**To do:**
Identify each line of the records containing the string "sign" and copy those lines in full. Matching is case-sensitive.

**Data excerpts:**

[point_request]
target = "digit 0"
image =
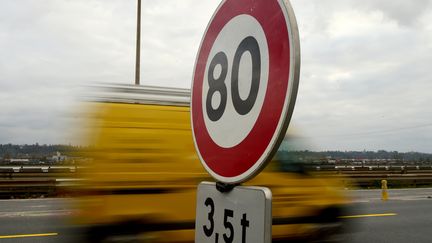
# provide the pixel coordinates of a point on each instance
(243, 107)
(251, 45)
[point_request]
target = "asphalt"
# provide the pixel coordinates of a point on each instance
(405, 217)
* * *
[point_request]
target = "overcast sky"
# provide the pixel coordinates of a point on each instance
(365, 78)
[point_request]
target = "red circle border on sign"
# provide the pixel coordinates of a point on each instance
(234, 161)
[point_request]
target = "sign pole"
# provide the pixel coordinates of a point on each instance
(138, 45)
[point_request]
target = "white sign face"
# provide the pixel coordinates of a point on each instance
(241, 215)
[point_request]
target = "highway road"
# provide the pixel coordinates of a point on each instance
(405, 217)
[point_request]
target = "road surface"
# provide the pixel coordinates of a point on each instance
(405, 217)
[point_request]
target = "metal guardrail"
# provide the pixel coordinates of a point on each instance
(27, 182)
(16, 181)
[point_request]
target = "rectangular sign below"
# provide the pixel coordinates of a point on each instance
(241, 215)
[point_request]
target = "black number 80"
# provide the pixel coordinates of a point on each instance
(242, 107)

**The result:**
target = "red circle border on sign"
target = "sign pole"
target = "white sign face"
target = "rectangular sign below"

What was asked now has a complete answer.